* EXTRACTED DATA:
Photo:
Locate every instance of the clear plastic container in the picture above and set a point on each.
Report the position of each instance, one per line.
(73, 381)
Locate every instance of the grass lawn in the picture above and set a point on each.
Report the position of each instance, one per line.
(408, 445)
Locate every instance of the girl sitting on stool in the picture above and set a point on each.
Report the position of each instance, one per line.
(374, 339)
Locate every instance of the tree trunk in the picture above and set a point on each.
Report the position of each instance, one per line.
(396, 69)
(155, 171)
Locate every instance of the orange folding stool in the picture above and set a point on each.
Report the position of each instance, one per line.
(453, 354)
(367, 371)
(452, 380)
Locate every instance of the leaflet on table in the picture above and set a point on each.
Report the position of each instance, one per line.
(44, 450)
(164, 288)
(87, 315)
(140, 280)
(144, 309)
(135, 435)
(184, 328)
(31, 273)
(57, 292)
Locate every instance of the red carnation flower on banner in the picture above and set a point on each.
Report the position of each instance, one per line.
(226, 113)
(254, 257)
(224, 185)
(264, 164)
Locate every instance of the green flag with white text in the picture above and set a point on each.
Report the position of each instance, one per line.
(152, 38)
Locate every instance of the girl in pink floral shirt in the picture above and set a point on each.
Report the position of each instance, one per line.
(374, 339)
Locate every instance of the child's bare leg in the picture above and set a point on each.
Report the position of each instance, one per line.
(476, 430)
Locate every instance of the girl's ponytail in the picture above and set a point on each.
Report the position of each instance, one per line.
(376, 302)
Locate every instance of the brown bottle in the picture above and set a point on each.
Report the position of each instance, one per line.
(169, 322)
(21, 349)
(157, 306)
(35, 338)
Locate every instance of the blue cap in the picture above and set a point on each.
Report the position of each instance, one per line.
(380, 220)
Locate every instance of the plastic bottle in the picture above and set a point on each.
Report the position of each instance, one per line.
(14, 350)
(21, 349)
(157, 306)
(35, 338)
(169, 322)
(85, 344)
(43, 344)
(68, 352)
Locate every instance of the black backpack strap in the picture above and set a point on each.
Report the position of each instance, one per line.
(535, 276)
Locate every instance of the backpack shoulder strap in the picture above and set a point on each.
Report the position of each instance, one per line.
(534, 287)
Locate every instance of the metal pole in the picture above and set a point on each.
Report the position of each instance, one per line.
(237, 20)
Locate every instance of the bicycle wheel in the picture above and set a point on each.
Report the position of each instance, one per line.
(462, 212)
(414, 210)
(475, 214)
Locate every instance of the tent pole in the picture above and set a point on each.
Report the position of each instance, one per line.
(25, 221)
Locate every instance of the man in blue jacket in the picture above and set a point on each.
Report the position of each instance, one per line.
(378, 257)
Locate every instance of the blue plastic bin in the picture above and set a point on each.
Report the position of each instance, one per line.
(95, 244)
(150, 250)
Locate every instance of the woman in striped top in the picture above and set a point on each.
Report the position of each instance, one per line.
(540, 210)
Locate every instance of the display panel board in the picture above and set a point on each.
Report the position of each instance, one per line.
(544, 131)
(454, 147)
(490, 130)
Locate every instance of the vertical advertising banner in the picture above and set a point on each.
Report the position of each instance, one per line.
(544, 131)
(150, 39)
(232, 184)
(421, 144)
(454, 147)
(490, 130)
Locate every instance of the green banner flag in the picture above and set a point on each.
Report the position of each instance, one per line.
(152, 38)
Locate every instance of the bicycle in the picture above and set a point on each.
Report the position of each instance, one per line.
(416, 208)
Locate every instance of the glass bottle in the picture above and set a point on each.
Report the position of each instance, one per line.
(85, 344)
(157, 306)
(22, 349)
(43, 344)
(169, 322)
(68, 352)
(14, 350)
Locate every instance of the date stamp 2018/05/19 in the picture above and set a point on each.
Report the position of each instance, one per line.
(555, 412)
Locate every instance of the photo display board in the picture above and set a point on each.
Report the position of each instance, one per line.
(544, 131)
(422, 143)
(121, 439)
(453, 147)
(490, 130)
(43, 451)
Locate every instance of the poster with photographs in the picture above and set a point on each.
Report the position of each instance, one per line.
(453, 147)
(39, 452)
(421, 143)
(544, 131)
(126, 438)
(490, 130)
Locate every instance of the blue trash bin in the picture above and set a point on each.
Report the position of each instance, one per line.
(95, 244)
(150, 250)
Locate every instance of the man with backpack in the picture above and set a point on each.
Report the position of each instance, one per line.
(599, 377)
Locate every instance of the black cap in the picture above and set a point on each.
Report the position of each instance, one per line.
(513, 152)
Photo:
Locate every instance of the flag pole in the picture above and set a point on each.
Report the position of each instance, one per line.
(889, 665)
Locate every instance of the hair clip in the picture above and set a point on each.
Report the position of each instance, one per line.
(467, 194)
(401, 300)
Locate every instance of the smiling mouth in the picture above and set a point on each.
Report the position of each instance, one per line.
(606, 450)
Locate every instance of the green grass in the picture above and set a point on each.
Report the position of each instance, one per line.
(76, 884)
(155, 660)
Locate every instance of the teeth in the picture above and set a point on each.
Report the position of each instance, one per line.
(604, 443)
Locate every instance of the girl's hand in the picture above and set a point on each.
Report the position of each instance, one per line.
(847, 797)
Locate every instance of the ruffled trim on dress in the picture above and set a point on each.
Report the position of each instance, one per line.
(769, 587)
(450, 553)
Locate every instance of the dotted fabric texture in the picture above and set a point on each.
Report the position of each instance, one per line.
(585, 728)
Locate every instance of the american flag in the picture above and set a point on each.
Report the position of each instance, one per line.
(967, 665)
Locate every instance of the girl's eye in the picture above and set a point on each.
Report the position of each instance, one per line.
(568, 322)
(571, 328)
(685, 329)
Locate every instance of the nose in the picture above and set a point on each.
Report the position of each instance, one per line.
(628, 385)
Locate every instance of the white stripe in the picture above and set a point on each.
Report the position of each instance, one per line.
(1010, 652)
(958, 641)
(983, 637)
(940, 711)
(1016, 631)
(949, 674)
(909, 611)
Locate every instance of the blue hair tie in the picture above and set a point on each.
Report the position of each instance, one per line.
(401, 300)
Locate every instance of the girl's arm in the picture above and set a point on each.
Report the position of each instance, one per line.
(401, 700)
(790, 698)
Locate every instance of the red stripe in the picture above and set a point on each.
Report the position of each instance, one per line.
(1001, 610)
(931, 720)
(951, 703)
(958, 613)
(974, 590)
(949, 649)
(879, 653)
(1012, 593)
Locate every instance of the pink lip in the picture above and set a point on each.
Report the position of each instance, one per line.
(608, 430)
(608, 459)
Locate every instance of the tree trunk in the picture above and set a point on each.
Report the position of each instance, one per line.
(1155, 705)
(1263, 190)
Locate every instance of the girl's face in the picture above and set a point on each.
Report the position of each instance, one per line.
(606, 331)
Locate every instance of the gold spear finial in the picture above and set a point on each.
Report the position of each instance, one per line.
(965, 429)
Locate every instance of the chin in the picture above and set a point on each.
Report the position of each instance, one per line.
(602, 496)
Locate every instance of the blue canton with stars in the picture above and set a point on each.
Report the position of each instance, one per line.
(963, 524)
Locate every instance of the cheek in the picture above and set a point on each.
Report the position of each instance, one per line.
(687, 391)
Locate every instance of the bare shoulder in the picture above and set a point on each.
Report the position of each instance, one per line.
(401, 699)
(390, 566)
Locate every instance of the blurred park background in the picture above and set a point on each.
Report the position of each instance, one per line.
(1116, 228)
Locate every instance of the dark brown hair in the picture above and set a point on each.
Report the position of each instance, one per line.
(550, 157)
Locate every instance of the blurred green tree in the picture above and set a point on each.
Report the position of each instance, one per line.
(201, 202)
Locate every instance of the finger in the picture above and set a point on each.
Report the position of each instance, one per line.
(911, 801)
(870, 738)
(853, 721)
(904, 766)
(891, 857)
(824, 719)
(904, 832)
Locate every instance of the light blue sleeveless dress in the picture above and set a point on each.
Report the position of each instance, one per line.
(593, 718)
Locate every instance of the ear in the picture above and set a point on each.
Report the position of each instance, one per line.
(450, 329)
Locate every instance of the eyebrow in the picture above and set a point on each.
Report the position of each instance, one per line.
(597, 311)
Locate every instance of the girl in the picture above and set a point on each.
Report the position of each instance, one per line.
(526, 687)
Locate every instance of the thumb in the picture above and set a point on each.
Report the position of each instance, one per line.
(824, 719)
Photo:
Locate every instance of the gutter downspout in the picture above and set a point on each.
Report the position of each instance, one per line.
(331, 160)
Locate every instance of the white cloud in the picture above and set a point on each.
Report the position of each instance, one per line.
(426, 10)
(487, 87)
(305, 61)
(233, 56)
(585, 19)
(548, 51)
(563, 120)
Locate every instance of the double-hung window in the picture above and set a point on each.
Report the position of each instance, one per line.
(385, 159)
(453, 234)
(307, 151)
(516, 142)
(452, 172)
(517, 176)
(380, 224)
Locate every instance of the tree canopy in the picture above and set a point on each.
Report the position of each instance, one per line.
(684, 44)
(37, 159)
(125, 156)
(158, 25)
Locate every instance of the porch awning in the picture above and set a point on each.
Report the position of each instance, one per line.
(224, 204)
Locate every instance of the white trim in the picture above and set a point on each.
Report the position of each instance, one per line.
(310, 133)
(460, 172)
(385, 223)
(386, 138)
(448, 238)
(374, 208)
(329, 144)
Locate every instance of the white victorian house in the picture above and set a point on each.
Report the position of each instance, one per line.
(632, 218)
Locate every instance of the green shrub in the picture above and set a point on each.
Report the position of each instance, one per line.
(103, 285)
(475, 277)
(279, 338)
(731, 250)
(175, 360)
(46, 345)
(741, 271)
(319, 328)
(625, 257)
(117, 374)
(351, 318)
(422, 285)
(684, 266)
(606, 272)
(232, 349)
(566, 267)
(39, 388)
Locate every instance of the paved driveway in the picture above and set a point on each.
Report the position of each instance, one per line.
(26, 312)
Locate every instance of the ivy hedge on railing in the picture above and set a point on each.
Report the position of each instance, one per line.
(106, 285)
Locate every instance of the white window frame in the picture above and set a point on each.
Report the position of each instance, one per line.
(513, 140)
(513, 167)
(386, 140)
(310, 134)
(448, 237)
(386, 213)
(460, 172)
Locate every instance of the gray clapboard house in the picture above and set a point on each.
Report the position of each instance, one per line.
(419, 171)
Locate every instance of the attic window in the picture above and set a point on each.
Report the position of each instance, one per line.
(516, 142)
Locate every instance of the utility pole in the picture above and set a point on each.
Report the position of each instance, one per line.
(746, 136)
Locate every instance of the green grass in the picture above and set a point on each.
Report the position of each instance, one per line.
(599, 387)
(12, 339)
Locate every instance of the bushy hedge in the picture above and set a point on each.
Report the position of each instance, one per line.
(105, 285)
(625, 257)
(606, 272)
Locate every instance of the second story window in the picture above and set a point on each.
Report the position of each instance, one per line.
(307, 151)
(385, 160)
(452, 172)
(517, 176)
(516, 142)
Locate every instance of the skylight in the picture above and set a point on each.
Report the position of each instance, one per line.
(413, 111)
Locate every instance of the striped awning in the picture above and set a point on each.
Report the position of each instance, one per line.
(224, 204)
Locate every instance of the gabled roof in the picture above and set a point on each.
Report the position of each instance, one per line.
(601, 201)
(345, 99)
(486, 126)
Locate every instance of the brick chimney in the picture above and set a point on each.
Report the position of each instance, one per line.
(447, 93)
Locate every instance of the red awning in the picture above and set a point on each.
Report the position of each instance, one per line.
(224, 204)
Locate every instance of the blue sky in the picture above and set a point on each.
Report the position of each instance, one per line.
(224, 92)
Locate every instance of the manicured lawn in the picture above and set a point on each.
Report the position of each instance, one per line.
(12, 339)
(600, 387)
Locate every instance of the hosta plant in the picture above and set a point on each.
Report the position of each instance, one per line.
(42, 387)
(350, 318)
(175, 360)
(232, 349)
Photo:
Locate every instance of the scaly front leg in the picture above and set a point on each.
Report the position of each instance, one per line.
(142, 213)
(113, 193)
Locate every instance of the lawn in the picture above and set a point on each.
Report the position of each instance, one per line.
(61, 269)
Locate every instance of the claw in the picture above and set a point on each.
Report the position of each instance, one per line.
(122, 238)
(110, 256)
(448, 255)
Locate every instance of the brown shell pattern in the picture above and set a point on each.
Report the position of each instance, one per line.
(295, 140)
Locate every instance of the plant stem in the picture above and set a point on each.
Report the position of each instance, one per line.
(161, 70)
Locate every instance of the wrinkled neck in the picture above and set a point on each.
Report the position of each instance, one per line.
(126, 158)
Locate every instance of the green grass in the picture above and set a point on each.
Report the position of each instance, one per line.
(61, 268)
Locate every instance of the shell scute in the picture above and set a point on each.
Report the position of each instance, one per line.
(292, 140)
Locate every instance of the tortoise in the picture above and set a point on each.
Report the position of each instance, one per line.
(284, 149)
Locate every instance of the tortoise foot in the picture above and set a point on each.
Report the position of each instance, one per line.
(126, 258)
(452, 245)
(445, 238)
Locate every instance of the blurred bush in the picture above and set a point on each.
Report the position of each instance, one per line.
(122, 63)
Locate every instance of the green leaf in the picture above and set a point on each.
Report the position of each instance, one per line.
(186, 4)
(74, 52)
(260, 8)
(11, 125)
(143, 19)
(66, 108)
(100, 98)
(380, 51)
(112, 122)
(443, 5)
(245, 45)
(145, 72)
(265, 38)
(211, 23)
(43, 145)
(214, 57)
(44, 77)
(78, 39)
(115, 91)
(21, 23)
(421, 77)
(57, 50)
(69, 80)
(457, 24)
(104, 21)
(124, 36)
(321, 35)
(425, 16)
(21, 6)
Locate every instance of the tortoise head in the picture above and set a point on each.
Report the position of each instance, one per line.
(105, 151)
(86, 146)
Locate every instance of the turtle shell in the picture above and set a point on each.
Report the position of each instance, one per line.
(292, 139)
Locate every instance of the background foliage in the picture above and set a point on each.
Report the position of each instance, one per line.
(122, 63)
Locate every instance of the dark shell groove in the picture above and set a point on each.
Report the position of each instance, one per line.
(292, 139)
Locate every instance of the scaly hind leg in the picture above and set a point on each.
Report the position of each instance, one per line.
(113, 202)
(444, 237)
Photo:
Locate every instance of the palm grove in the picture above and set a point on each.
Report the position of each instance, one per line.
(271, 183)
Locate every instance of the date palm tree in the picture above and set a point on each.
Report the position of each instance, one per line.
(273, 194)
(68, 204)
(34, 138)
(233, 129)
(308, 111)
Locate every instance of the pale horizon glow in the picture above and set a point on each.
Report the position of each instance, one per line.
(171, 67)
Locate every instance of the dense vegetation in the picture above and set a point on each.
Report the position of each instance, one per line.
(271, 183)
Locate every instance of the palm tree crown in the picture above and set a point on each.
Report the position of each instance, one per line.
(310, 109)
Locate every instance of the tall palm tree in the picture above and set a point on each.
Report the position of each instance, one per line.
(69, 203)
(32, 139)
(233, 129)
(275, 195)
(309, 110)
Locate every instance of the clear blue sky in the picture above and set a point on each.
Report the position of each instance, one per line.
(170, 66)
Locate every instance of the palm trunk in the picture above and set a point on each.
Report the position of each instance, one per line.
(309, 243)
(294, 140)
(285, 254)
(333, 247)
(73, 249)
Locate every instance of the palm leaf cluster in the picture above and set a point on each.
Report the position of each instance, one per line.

* PROBLEM TO WORK ON:
Reproduce the final stretch of the data above: every line from the one holding "Locate every instance of the background" through the end, inclusive, exactly as written and nothing else.

* SOLUTION FOR THIS TASK:
Locate every instance of the background foliage in the picture above and set a point on each.
Report the position of each instance, one per line.
(122, 63)
Locate every instance of the dark shell groove in the picture above and set a point on each.
Report the position of each instance, one per line.
(292, 139)
Locate every instance of the scaly hind leg in the picture above and set a point on each.
Report the position of each instance, one per line.
(113, 202)
(444, 237)
Photo:
Locate every instance of the palm grove in the picture above and set a point on each.
Report the position of each instance, one per line.
(271, 183)
Locate every instance of the date palm tree in the picture above and set a point on each.
Report the position of each instance, one per line.
(273, 194)
(68, 204)
(34, 138)
(233, 129)
(308, 111)
Locate every instance of the pale horizon glow in the picture above and set a point on each.
Report the position of each instance, one per line.
(171, 67)
Locate every instance of the dense vegetation in the picture above and set a point on each.
Report the position of each instance, one per line.
(271, 183)
Locate every instance of the palm tree crown in the picture above and set a point on each.
Report the position of each instance, one per line.
(310, 109)
Locate every instance of the tall palm tree in the picture above and set a point on each.
Report the position of each instance, one per line.
(69, 203)
(32, 139)
(233, 129)
(275, 195)
(309, 110)
Locate every instance of the clear blue sky in the picture above and set a point on each.
Report the position of each instance, one per line.
(170, 66)
Locate every instance of the palm trunk in the picture above and set a point on each.
Report the position of each instance, one per line.
(309, 243)
(294, 140)
(285, 254)
(333, 247)
(73, 249)
Locate every instance of the palm leaf cluster in the picture above and set a point on each.
Report the position of each instance, one per line.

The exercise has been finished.